*** Record extracts ***
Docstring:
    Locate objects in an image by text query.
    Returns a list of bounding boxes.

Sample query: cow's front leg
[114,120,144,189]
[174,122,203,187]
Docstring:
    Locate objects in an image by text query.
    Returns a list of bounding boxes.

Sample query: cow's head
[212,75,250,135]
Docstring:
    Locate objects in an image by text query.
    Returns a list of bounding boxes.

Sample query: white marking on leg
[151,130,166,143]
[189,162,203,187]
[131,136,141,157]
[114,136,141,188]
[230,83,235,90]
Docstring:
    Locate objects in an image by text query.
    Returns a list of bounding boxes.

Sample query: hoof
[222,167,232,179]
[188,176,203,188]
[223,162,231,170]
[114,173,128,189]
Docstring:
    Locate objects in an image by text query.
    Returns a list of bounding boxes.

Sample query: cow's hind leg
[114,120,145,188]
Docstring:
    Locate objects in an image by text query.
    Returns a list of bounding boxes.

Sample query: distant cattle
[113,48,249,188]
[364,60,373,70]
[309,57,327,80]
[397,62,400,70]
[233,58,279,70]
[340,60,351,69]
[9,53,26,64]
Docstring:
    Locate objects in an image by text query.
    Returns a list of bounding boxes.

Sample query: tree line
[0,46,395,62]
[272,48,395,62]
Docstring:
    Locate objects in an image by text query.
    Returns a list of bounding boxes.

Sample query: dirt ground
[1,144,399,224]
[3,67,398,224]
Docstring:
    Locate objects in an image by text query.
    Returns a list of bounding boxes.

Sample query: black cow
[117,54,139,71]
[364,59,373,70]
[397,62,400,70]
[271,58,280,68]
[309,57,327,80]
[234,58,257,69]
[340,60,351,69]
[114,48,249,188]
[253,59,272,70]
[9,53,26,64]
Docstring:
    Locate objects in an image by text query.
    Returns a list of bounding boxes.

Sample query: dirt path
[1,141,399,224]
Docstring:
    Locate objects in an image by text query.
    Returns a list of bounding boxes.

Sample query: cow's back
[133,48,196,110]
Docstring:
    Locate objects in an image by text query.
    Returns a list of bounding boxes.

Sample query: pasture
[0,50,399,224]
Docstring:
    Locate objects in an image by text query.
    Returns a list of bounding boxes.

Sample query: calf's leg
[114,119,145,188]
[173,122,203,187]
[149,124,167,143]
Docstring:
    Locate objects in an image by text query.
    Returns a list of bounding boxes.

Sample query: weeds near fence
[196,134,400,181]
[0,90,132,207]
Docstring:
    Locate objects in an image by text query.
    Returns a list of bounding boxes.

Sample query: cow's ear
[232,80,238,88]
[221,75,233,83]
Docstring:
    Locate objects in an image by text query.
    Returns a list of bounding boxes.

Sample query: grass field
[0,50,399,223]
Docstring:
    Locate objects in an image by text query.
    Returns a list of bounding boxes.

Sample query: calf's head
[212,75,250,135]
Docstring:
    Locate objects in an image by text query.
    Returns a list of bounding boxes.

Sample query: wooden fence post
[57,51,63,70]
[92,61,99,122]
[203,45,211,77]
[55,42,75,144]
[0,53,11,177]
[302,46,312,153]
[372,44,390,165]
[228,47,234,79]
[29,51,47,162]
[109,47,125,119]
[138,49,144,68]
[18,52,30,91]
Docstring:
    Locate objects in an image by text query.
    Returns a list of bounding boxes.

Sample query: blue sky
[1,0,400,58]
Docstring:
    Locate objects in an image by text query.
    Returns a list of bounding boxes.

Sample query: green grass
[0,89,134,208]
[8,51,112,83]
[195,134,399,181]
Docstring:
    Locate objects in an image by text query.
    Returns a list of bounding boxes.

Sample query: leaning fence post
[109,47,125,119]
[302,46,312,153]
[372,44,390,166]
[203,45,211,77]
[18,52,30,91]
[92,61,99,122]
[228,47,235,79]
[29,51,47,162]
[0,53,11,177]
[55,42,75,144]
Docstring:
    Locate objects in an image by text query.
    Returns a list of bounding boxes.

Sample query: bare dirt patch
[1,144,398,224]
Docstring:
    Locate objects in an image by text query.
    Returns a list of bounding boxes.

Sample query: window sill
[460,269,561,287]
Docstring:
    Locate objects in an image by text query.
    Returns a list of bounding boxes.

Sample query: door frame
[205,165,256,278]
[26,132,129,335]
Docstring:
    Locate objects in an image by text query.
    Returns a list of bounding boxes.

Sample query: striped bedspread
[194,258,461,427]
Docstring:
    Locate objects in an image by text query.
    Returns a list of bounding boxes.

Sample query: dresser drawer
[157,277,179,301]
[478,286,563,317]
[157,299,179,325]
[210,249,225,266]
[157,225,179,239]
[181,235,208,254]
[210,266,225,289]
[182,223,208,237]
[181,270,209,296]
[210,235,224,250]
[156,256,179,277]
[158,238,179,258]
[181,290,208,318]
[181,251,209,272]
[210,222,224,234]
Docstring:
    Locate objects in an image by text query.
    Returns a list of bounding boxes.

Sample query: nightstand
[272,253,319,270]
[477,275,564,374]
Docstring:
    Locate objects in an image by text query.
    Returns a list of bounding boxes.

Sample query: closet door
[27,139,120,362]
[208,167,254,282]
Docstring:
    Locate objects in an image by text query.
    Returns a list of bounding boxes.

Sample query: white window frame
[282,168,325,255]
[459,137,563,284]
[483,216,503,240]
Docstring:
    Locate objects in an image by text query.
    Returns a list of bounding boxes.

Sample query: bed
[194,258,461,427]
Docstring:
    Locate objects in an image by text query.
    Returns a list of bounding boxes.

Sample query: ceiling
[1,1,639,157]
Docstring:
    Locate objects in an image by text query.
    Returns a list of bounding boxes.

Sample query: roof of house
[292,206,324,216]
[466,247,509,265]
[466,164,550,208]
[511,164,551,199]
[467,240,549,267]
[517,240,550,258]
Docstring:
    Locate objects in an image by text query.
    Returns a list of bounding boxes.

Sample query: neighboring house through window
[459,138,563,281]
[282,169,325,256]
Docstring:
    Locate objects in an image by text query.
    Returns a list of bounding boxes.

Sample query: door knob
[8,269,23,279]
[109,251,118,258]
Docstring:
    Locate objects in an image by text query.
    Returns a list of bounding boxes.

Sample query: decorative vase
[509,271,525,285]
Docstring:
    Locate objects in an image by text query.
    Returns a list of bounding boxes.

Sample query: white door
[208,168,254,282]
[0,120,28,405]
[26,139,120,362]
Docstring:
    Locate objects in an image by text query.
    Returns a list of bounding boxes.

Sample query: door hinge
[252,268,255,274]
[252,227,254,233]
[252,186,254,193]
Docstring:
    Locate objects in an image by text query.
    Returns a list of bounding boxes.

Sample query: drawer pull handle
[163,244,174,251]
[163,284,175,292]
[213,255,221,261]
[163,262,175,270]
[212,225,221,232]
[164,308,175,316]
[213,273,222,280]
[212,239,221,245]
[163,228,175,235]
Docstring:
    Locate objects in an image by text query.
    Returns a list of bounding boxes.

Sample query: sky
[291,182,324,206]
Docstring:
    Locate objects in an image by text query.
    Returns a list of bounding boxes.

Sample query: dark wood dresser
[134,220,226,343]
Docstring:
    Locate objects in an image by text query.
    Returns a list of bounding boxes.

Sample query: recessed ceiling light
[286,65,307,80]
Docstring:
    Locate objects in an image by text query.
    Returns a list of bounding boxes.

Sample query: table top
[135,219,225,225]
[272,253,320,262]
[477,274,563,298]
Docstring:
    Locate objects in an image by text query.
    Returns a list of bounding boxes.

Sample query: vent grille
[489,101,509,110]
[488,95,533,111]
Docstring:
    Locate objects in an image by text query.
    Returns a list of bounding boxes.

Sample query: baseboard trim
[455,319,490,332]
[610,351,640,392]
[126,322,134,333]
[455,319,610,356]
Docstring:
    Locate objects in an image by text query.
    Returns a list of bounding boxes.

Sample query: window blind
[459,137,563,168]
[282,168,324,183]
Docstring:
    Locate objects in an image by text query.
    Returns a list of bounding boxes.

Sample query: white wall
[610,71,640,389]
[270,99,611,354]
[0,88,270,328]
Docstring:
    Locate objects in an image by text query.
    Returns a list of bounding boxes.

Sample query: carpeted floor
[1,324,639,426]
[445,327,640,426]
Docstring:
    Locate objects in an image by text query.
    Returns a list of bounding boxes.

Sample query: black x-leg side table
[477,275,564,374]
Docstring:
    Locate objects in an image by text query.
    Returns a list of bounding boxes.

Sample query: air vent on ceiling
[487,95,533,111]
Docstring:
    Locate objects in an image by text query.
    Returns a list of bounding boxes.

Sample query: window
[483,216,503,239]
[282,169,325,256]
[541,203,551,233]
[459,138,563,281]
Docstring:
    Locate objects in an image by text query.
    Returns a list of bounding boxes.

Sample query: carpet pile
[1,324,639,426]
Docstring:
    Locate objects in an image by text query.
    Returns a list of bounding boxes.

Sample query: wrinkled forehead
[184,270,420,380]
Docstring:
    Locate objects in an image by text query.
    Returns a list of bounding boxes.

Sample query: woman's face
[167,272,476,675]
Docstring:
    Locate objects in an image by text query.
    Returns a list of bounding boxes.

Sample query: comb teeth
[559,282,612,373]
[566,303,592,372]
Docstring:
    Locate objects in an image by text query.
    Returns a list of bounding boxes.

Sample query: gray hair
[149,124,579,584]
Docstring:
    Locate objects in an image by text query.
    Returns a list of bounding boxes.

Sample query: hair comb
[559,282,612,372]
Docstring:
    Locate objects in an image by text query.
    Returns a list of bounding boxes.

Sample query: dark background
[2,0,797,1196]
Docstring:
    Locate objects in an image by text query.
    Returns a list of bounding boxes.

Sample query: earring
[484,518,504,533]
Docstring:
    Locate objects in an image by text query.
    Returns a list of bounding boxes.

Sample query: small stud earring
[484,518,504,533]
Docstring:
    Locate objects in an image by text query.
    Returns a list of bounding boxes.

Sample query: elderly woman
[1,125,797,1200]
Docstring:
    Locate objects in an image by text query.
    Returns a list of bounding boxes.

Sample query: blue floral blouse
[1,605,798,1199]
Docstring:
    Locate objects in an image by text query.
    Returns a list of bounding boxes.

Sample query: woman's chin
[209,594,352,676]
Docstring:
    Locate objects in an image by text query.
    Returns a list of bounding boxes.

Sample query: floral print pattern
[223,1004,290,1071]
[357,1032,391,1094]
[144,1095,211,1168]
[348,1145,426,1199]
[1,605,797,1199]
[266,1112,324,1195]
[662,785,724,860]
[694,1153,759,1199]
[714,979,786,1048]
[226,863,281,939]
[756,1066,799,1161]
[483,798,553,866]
*** End of Record extracts ***
#### Instructions to follow
Only those lines running from the one containing "Sample query: dark background" through the last line of the data above are to be copied, exactly, with both ends included.

#### Solution
Sample query: dark background
[2,0,797,1196]
Docstring:
    Locate objects in an image by text query.
    Returns a list of bounding boxes.

Sample query: earring
[484,518,504,533]
Docstring:
    Locate objects in an image by text query.
    Returns a list of bounding boxes.

Sample query: small stud earring
[484,518,504,533]
Docstring:
    Locate objects in an image by text query.
    Returns a list of bounding boxes.

Sample query: elderly woman
[1,125,797,1200]
Docstring:
    Locate objects in an image by text query.
    Returns a list of bounding boxes.

Sample query: blue floral blouse
[1,605,798,1199]
Docstring:
    Locate objects in an image by text query.
    Returns a list of bounding boxes.

Sample query: woman's chin
[209,594,352,676]
Docstring:
    Locate objects in an image by text query.
    Returns a list of bounding boxes.

Sample query: floral print pattern
[223,1004,290,1071]
[357,1032,391,1094]
[144,1095,211,1168]
[348,1145,426,1199]
[1,605,797,1199]
[266,1112,324,1195]
[662,785,724,860]
[694,1153,759,1199]
[714,979,786,1048]
[226,863,281,939]
[756,1066,799,1161]
[483,798,553,866]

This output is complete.